ABOUT THIS TASK:
Using the entries below, quote exactly the span of lines that begins with the line containing "Target: wet sari in water" and ends with the final line.

──────────────────────────────

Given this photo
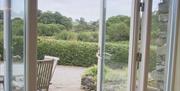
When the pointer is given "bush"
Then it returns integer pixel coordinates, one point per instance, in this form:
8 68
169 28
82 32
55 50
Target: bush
79 53
88 36
70 52
84 53
49 29
66 35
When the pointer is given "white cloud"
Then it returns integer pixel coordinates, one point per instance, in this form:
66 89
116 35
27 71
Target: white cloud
89 9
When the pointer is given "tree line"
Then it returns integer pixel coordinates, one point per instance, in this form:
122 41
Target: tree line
54 23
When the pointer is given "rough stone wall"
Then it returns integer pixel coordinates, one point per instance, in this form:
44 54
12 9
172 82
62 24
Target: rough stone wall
162 42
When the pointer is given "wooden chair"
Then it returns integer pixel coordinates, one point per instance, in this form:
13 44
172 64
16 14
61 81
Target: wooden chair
44 74
56 59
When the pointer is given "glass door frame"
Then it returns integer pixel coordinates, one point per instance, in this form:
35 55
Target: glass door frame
30 45
101 45
30 39
172 44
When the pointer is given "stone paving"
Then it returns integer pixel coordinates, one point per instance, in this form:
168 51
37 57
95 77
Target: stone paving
67 78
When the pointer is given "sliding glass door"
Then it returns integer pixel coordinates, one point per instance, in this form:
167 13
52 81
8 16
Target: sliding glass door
19 31
152 47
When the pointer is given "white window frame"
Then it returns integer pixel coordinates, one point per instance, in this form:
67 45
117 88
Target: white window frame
30 38
31 45
173 40
133 45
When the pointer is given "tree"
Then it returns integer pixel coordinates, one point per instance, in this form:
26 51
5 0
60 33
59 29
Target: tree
55 18
118 32
118 28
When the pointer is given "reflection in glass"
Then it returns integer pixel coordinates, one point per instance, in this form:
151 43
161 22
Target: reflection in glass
18 45
117 45
159 33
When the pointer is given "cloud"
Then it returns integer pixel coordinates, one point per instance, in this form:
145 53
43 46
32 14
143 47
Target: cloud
89 9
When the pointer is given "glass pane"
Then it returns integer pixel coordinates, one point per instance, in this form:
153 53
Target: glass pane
17 19
158 52
1 42
117 43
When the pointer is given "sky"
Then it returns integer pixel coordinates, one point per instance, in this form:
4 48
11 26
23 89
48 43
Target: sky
89 9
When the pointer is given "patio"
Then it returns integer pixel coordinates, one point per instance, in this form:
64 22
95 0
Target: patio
65 78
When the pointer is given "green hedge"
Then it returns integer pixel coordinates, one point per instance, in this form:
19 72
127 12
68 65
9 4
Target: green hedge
79 53
70 53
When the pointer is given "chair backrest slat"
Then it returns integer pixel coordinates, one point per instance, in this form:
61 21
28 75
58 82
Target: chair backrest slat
44 69
56 59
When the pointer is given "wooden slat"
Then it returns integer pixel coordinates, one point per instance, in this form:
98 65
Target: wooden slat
44 73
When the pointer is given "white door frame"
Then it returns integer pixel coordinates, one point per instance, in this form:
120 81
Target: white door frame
31 44
8 45
30 38
101 45
173 28
133 44
145 42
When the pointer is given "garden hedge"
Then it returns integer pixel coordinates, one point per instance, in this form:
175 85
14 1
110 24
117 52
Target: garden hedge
77 53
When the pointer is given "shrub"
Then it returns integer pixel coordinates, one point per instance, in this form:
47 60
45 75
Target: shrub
49 29
70 52
77 53
88 36
66 35
84 53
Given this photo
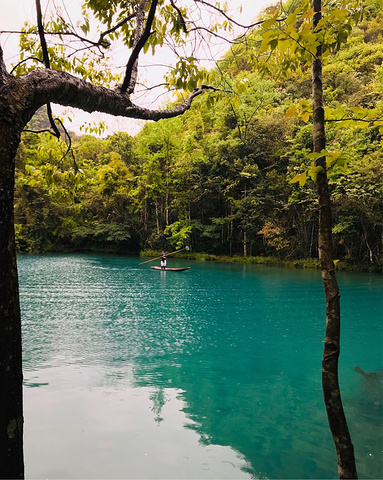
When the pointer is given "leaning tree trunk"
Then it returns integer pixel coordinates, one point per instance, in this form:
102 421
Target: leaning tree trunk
11 409
330 384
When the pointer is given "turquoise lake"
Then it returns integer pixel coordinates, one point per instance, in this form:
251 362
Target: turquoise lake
210 373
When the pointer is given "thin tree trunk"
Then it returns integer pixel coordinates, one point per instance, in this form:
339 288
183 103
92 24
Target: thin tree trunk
11 378
330 384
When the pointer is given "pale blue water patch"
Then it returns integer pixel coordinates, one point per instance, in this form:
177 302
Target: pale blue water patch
212 372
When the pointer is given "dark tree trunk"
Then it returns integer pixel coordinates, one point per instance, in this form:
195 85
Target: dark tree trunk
11 408
330 384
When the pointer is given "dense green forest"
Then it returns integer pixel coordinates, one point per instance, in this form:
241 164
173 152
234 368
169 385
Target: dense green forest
218 179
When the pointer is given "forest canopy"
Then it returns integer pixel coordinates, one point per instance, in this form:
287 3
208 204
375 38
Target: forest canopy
218 179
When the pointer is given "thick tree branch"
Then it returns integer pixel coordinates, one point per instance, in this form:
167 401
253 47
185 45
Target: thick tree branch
44 86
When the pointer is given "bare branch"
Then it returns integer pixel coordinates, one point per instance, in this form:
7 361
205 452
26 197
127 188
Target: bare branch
130 74
25 60
46 61
44 86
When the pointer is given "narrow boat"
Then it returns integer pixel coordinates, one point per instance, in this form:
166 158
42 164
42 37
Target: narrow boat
168 269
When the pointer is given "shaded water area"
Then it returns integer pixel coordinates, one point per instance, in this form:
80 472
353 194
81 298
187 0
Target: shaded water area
214 372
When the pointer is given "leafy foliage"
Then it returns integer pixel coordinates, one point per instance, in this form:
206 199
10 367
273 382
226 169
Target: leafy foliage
220 180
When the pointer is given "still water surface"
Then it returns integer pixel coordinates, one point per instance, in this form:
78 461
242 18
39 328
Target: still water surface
208 373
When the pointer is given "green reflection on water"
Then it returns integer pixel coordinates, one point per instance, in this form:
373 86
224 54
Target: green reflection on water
224 357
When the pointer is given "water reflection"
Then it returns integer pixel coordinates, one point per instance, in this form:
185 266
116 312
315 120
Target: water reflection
229 353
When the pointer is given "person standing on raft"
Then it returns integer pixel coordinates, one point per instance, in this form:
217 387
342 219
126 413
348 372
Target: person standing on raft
163 261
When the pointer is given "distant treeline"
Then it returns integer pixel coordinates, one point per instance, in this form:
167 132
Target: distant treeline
217 179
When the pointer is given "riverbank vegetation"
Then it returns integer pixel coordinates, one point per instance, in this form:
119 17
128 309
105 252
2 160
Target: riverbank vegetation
218 179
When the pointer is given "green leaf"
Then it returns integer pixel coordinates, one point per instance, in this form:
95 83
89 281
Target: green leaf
301 178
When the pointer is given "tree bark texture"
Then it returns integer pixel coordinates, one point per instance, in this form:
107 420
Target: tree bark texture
20 97
330 383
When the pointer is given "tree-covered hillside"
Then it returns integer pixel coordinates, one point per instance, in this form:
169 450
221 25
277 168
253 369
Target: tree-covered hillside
218 179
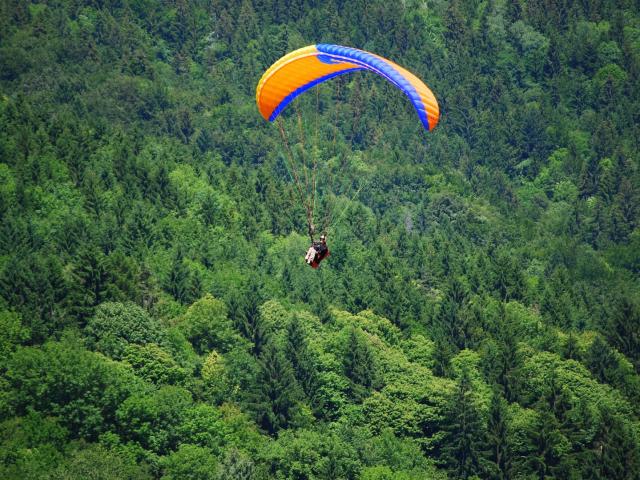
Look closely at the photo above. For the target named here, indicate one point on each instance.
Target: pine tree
(359, 364)
(464, 430)
(497, 454)
(278, 393)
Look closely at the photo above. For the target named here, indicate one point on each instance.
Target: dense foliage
(479, 315)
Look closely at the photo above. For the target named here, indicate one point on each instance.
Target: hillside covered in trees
(479, 315)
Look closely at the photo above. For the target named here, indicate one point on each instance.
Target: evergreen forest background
(479, 316)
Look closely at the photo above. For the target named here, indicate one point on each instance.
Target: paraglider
(302, 69)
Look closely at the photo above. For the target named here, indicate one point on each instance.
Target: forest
(479, 314)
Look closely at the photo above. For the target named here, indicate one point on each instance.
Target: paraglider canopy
(306, 67)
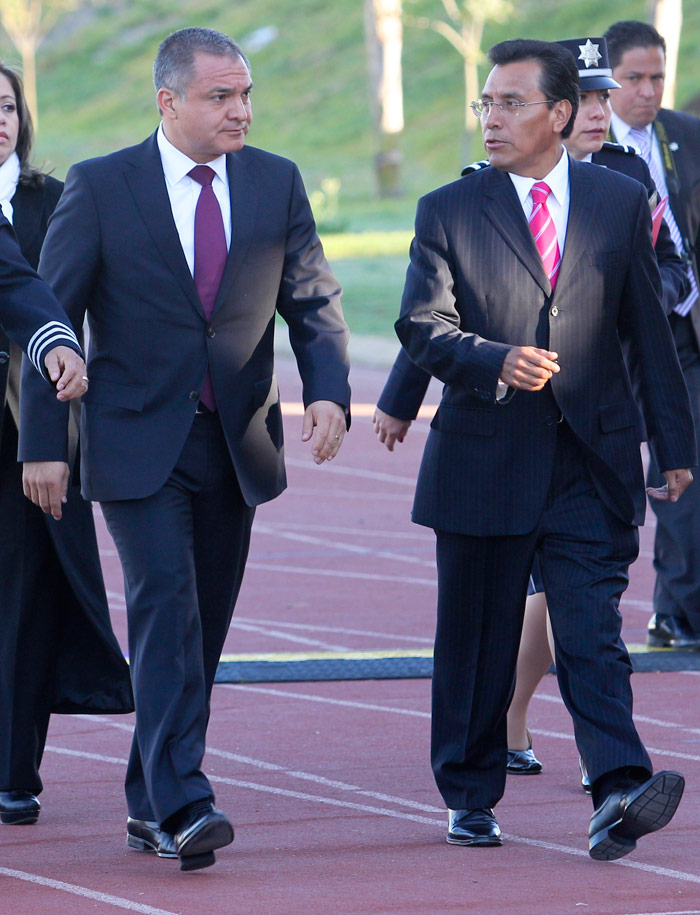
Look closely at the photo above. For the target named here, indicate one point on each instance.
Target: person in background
(669, 142)
(57, 649)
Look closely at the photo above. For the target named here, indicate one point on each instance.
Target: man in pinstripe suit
(535, 446)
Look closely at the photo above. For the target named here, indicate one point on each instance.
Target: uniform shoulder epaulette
(619, 147)
(475, 167)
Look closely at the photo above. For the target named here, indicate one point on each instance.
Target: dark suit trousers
(183, 551)
(585, 552)
(677, 540)
(30, 606)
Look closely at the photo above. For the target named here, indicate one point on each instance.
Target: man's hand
(328, 418)
(389, 429)
(677, 481)
(528, 368)
(67, 371)
(46, 484)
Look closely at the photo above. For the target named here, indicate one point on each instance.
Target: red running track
(328, 783)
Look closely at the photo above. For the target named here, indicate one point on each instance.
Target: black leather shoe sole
(144, 835)
(196, 843)
(650, 807)
(680, 644)
(20, 817)
(523, 762)
(475, 842)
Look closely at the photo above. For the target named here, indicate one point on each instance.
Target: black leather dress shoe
(146, 835)
(671, 632)
(523, 762)
(196, 840)
(476, 826)
(18, 808)
(629, 813)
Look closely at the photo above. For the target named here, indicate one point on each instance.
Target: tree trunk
(471, 35)
(668, 21)
(28, 51)
(384, 42)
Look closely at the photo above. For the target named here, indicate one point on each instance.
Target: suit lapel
(504, 210)
(244, 205)
(146, 181)
(582, 206)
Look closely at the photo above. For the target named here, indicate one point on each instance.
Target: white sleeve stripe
(48, 334)
(56, 339)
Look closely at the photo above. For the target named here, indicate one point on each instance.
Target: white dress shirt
(9, 177)
(558, 200)
(557, 204)
(183, 192)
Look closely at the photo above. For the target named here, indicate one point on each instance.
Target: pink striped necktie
(544, 231)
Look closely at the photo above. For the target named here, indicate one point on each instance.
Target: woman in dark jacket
(57, 649)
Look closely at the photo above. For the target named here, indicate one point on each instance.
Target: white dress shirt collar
(9, 176)
(557, 179)
(176, 164)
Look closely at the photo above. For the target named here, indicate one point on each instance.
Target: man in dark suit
(523, 282)
(669, 141)
(182, 250)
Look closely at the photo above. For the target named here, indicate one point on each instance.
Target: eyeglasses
(510, 106)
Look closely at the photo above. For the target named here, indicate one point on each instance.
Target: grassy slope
(310, 98)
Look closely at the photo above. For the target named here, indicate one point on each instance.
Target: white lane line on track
(412, 817)
(286, 636)
(309, 697)
(675, 754)
(337, 629)
(332, 573)
(107, 898)
(658, 722)
(356, 495)
(340, 545)
(352, 472)
(420, 533)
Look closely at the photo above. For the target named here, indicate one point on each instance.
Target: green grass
(310, 103)
(372, 289)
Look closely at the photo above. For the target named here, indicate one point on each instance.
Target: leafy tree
(28, 22)
(667, 16)
(463, 27)
(384, 43)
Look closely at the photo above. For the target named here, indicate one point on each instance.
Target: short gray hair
(173, 67)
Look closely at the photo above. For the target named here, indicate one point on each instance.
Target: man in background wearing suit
(524, 282)
(669, 142)
(182, 250)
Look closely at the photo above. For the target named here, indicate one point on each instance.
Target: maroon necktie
(210, 253)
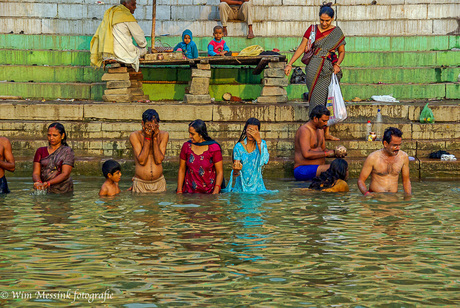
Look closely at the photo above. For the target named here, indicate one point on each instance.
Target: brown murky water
(289, 249)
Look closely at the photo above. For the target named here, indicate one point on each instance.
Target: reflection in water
(293, 248)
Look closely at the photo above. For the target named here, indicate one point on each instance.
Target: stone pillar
(123, 84)
(274, 82)
(199, 86)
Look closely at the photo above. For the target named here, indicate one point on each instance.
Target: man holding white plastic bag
(335, 103)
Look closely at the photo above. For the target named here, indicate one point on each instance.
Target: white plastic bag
(335, 103)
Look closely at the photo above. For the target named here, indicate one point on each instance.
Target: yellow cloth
(102, 41)
(251, 51)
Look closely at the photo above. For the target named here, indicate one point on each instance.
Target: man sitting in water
(149, 146)
(114, 36)
(385, 165)
(310, 146)
(6, 163)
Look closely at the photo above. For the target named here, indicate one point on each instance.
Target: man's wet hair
(110, 167)
(391, 131)
(217, 28)
(150, 115)
(319, 111)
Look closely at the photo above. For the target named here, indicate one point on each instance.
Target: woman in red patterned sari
(324, 61)
(53, 164)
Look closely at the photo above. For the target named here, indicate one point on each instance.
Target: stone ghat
(272, 17)
(99, 131)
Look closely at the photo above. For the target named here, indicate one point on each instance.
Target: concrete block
(118, 84)
(28, 10)
(272, 99)
(444, 26)
(119, 98)
(409, 11)
(201, 73)
(442, 113)
(272, 91)
(279, 82)
(197, 99)
(72, 11)
(115, 77)
(199, 86)
(194, 12)
(41, 111)
(163, 12)
(442, 11)
(63, 26)
(363, 12)
(122, 91)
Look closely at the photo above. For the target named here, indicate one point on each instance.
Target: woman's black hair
(337, 170)
(250, 121)
(327, 9)
(200, 128)
(61, 130)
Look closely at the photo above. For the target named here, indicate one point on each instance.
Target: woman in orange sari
(324, 61)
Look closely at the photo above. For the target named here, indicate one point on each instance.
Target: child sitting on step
(187, 45)
(218, 47)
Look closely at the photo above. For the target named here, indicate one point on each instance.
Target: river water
(293, 248)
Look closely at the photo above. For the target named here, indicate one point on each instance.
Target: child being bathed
(112, 172)
(218, 47)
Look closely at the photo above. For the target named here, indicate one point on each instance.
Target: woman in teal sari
(250, 155)
(324, 61)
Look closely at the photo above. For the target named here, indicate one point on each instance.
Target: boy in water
(218, 47)
(112, 172)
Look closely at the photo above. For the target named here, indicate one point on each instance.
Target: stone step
(420, 169)
(85, 74)
(93, 114)
(390, 44)
(278, 148)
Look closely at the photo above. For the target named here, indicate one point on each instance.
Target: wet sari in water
(51, 167)
(321, 67)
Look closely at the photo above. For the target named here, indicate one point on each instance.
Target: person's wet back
(385, 165)
(6, 163)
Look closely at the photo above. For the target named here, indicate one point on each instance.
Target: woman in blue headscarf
(187, 45)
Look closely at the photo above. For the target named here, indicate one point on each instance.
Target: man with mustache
(310, 146)
(385, 165)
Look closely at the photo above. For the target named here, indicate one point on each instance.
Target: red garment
(200, 174)
(319, 34)
(41, 153)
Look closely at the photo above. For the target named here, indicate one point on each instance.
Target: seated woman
(333, 179)
(250, 155)
(201, 167)
(53, 164)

──────────────────────────────

TASK SOLUTION:
Target: wet sari in water
(51, 167)
(321, 67)
Look closely at the photo above. For the target named here, indicate one point on each instance.
Target: person's wet back
(385, 165)
(6, 163)
Look closely at the photo above. For the target named here, indicate one point on each instance.
Target: woman in blue headscarf
(187, 45)
Look closely at the photo above. For the target named here, indicate one point on each instance.
Target: man with mustache
(310, 146)
(385, 165)
Look closely at the photo above. For the target named here, indicate one point on each instance.
Target: red garment
(200, 174)
(319, 34)
(41, 153)
Look closely at the photo above. For the target named here, indicate one point on each instance.
Target: seated woman
(333, 179)
(250, 155)
(201, 167)
(53, 164)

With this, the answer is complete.